Short problem
Copy the article about the Christian radio station in Chad, reproducing it word for word from start to finish.

Text provided
July 14, 2014

Chad: Broadcast Love

After the sun sets, a Christian radio program lights up the nightly airwaves for the Kwong tribe of Chad’s Sahel plains.

  • Programming

    Diane Vanderkooi edits a recently recorded radio program.

  • Studio

    The two rooms that house the studio and equipment sit below ground to keep the temperature cool during the hot season.

  • Checking In

    Mark Vanderkooi stops in to talk with two of the radio DJs overseeing the evening’s broadcast.

  • On Air

    The broadcast tower for 95.2 FM shines bright in the sky over the village of Chageen.

  • After Dinner

    After cleaning up from dinner, women sit around the fire listening to their fixed-frequency Galcom radio.

  • Broadcasting

    Portable radios, tuned to 95.2 FM, are a fixture of nightly routines.

Walking through the provincial village of Chageen, it’s easy to spot the radio station. A freestanding antenna tower, situated next to a small building behind a stone fence, rises 100 feet above the trees and everything else in the village.The broadcast tower for 95.2 FM shines bright in the sky over the village of Chageen. The glowing red light at the top of the tower serves as a signal that the station is on the air.

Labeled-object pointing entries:
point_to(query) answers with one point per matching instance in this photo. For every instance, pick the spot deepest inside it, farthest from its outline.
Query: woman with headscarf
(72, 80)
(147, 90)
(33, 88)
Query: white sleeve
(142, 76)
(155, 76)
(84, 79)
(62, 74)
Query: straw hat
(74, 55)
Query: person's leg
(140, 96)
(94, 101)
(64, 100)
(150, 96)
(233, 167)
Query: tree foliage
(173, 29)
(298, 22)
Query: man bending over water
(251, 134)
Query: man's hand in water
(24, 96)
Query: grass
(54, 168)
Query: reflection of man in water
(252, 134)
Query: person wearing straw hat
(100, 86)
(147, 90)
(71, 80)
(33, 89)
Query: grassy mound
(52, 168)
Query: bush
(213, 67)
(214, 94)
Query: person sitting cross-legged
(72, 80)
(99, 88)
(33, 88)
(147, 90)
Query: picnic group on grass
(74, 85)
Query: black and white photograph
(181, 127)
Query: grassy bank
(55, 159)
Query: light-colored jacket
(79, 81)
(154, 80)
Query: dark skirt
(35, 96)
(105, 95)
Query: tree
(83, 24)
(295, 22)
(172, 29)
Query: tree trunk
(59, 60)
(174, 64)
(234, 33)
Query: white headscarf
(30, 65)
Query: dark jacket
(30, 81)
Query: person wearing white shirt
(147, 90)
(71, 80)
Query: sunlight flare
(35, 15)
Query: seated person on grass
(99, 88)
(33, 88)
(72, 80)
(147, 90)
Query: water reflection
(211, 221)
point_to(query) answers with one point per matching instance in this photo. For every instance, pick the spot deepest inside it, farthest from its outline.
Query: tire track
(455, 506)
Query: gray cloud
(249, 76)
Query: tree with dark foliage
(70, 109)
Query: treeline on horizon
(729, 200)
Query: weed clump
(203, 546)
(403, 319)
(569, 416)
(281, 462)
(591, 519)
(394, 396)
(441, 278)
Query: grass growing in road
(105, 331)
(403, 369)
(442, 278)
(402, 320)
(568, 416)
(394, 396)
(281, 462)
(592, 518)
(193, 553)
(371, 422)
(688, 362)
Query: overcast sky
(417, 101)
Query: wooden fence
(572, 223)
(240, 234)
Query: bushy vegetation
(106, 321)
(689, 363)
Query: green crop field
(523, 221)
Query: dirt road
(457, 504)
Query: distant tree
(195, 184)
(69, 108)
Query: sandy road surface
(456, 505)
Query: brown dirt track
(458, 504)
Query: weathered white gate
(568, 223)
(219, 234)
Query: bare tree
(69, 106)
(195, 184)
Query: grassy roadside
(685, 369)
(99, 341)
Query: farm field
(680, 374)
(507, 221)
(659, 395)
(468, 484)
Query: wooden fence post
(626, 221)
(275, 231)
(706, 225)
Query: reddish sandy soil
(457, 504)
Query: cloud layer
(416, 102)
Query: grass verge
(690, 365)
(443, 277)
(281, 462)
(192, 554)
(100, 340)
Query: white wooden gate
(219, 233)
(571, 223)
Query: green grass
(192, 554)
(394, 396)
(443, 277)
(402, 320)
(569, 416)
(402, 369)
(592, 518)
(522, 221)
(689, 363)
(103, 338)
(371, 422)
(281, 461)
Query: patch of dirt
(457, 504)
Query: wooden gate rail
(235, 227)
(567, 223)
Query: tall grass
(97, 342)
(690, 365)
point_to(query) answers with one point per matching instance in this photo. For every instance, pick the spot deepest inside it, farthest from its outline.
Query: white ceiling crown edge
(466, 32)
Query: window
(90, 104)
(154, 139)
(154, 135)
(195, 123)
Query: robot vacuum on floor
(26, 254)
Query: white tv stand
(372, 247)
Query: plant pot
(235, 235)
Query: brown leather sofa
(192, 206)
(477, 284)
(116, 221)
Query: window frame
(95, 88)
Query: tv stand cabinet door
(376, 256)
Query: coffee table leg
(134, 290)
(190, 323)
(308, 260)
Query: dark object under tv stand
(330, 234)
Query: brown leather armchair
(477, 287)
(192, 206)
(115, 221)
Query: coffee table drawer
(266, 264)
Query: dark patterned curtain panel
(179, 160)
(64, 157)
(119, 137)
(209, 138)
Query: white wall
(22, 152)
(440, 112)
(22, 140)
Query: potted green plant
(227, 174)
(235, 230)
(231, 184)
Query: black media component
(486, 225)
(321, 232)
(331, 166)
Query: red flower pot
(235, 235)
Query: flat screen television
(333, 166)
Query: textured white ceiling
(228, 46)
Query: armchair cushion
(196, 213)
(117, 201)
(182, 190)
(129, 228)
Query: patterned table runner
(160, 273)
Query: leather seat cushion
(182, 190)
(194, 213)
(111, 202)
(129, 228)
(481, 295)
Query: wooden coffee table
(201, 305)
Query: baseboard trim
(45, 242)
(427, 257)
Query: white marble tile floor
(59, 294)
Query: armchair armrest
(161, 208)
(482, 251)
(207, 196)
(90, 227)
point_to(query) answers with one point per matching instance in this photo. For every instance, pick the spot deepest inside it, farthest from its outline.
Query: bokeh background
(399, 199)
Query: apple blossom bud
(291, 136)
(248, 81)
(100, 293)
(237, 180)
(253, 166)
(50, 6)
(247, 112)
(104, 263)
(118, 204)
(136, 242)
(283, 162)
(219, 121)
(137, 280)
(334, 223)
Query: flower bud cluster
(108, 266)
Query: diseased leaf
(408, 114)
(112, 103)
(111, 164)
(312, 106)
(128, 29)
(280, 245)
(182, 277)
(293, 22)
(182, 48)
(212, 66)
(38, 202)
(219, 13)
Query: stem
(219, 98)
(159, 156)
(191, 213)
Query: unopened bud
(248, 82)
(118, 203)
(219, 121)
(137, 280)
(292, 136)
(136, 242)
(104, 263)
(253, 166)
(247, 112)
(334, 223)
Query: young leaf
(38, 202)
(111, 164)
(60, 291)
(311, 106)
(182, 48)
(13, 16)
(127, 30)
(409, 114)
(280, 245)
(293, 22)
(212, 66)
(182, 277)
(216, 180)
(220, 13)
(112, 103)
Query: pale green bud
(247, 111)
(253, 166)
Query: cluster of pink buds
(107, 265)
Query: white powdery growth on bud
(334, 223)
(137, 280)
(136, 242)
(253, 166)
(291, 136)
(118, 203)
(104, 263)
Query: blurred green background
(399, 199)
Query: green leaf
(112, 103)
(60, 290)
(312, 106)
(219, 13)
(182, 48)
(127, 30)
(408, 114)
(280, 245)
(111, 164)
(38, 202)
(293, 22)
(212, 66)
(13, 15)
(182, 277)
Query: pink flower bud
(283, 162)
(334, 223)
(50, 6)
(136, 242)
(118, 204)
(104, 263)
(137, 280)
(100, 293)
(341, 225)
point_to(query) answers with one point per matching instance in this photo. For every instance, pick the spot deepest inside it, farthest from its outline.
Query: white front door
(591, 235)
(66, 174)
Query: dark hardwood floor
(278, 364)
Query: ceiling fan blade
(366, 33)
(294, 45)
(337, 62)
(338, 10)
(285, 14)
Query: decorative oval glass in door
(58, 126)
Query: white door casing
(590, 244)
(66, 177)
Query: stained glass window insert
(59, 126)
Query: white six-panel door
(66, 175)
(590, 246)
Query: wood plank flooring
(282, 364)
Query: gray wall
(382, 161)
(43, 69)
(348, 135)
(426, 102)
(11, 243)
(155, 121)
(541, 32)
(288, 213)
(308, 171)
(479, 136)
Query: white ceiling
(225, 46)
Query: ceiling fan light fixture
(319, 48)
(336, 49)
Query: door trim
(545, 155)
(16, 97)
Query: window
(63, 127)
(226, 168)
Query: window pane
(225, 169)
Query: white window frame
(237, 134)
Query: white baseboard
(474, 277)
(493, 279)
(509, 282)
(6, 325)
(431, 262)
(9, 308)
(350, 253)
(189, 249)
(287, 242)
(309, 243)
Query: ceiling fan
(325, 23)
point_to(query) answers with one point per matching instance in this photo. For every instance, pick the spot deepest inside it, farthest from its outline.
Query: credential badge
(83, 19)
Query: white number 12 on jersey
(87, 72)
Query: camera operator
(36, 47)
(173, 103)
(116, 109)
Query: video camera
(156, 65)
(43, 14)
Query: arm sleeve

The solution
July 14, 2014

Chad: Broadcast Love

After the sun sets, a Christian radio program lights up the nightly airwaves for the Kwong tribe of Chad’s Sahel plains.

  • Programming

    Diane Vanderkooi edits a recently recorded radio program.

  • Studio

    The two rooms that house the studio and equipment sit below ground to keep the temperature cool during the hot season.

  • Checking In

    Mark Vanderkooi stops in to talk with two of the radio DJs overseeing the evening’s broadcast.

  • On Air

    The broadcast tower for 95.2 FM shines bright in the sky over the village of Chageen.

  • After Dinner

    After cleaning up from dinner, women sit around the fire listening to their fixed-frequency Galcom radio.

  • Broadcasting

    Portable radios, tuned to 95.2 FM, are a fixture of nightly routines.

Walking through the provincial village of Chageen, it’s easy to spot the radio station. A freestanding antenna tower, situated next to a small building behind a stone fence, rises 100 feet above the trees and everything else in the village.The broadcast tower for 95.2 FM shines bright in the sky over the village of Chageen. The glowing red light at the top of the tower serves as a signal that the station is on the air.